Excerpts of annotation records

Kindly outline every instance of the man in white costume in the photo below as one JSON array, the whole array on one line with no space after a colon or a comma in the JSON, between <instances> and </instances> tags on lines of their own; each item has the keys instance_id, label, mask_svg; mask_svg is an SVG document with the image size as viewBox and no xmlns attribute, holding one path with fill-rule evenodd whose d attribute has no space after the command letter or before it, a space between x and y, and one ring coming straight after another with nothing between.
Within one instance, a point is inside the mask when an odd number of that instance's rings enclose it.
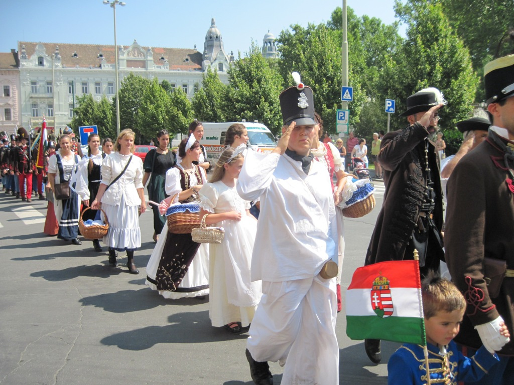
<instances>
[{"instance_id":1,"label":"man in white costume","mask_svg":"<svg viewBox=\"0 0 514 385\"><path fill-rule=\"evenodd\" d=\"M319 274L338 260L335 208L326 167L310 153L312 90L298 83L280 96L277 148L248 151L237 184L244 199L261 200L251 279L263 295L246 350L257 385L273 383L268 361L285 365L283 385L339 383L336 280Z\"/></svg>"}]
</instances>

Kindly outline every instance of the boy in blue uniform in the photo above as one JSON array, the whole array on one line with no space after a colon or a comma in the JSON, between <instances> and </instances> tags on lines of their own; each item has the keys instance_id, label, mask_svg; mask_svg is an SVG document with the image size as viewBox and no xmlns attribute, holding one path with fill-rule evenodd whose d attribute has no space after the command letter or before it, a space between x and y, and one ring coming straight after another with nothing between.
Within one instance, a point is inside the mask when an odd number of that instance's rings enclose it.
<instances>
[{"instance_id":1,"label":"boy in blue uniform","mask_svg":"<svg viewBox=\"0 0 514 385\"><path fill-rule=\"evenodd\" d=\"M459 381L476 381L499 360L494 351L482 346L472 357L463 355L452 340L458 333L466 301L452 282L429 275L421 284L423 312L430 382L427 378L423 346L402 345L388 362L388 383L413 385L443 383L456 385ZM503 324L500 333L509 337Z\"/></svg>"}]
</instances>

■ GIVEN INSTRUCTION
Copy out all of the material above again without changing a single character, but leave out the pictures.

■ EXERCISE RESULT
Kindly outline every instance of the man in white costume in the photo below as one JSON array, the whole array on one line with no space after a colon or a comma in the JSON, between <instances> and </instances> tags on lines of their own; each item has the keys instance_id, label, mask_svg; mask_svg is an SVG document with the image size as viewBox and no xmlns attribute, holding one path with fill-rule evenodd whose d attribute has no space after the command letter or before it, a space between x and y, and one ring coming straight after another with nothing between.
Within one instance, a point is inside the mask when an odd number of that instance's rings enclose it.
<instances>
[{"instance_id":1,"label":"man in white costume","mask_svg":"<svg viewBox=\"0 0 514 385\"><path fill-rule=\"evenodd\" d=\"M319 274L338 260L335 208L326 167L310 153L312 90L298 83L280 96L277 148L248 151L237 184L244 199L261 200L251 279L263 295L246 350L257 385L273 383L268 361L285 365L283 385L339 383L336 280Z\"/></svg>"}]
</instances>

Kindly outline every instance of the boy in blue uniform in the photo above as one JSON array, the whole array on one line with no space after a colon or a comma in the JSON, between <instances> and </instances> tags on lines of their own; each item has the keys instance_id, label, mask_svg; mask_svg is an SVG document with the image size as viewBox and no xmlns attribute, holding one path with fill-rule evenodd whose d attribute has no space after the command letter or before it, a space between x and y, and one ring coming straight after another with nothing between.
Within one instance, a point is inside the mask when an odd number of that instance's rings enclose it.
<instances>
[{"instance_id":1,"label":"boy in blue uniform","mask_svg":"<svg viewBox=\"0 0 514 385\"><path fill-rule=\"evenodd\" d=\"M459 381L476 381L499 360L494 351L482 346L472 357L463 355L452 340L458 333L466 301L452 282L429 275L421 284L423 312L430 382L427 378L423 346L402 345L388 362L388 383L413 385L443 383L456 385ZM503 324L500 333L509 337Z\"/></svg>"}]
</instances>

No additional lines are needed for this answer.